(RECORDS SHOWN)
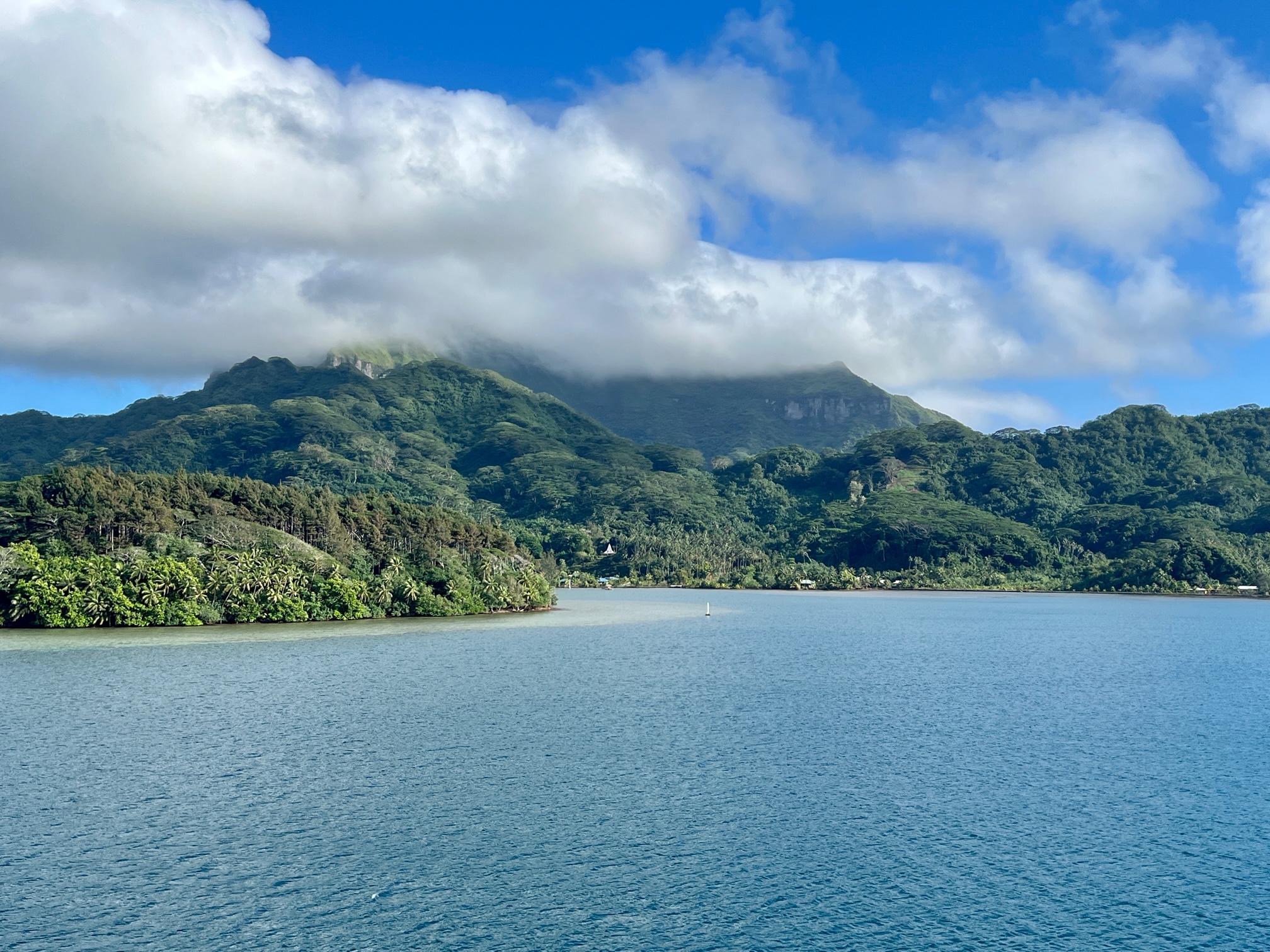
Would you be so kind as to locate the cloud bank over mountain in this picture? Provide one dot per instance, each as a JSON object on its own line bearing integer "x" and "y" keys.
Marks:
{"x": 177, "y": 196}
* * *
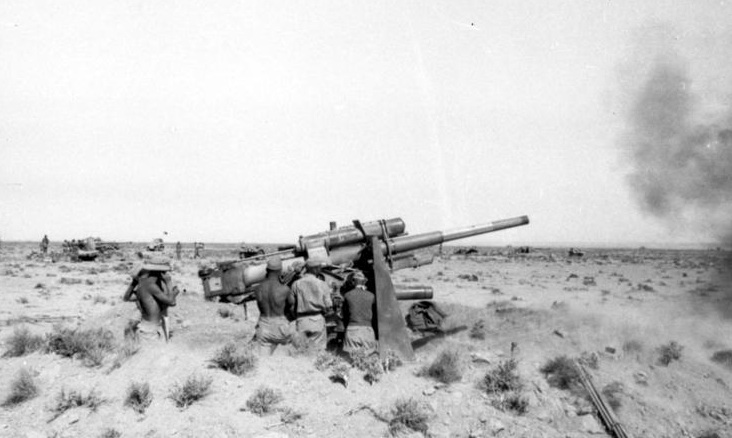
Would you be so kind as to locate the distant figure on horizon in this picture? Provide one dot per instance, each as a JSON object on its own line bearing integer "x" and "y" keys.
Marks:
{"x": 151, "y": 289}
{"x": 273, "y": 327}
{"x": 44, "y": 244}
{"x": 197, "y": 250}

(WHAT IS EXPECTED)
List every line of the data above that contains the word "locate".

(TASK OUTPUT)
Would you be so kind as to locate the cloud bank over mountain in this picture? Provide one dot per instance, each as a JSON object on its own line bearing integer "x" and "y" keys.
Would you be so kind as to locate the distant figure on horizon in this picture? Provide one dot per instance, each as a JSON object on its own line bearing integer "x" and "y" keys.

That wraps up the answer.